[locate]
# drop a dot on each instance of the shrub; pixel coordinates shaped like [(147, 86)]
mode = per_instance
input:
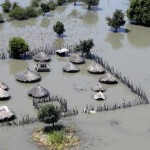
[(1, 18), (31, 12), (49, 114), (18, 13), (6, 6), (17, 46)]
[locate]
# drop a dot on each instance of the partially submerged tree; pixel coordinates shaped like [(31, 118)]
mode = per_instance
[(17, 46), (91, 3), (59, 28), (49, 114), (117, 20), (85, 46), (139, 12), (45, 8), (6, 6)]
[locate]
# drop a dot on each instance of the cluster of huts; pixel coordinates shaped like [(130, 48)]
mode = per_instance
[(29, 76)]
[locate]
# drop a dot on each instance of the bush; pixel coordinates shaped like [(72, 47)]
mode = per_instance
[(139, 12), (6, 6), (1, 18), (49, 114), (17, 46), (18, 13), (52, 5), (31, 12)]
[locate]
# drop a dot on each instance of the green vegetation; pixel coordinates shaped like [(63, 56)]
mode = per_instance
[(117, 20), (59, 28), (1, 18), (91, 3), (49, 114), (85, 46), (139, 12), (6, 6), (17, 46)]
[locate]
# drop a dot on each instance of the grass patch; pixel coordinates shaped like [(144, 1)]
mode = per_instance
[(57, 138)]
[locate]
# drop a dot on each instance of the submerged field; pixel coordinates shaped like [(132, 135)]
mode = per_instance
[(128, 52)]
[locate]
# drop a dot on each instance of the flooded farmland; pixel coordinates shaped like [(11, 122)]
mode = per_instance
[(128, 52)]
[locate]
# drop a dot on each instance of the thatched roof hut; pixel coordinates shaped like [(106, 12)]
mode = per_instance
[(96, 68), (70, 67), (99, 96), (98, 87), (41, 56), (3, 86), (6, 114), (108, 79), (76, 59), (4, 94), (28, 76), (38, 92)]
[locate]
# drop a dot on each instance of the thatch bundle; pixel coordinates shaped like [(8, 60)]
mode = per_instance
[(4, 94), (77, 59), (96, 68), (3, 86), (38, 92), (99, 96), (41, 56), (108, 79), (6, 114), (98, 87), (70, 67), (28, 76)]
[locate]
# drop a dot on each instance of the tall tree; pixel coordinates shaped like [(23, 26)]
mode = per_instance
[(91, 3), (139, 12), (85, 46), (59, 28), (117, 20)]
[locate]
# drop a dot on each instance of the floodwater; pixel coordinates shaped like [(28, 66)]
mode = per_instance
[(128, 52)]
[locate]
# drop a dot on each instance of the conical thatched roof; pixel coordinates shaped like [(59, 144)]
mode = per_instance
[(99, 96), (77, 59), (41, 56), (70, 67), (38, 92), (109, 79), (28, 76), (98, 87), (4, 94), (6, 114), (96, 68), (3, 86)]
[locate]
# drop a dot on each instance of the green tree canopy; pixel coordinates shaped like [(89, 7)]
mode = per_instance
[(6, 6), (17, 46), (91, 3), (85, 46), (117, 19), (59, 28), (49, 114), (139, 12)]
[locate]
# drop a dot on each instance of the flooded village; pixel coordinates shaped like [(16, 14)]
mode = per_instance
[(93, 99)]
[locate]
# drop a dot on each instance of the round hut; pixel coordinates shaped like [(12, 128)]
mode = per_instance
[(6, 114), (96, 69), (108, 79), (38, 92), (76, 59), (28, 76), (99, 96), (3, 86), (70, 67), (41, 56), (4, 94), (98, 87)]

▶ [PROBLEM TO SOLVE]:
The lines above that hold the word "tree" should be found and copied out.

▶ [TASK RESPONSE]:
# drop a dot on each instance of the partially submerged tree; pixel coordinates shaped like [(31, 118)]
# drop a dot on each instance of the tall tree; pixel coordinates shaped like [(23, 26)]
# drop a dot on each instance of the green tree canopy; pixel coordinates shaped like [(89, 7)]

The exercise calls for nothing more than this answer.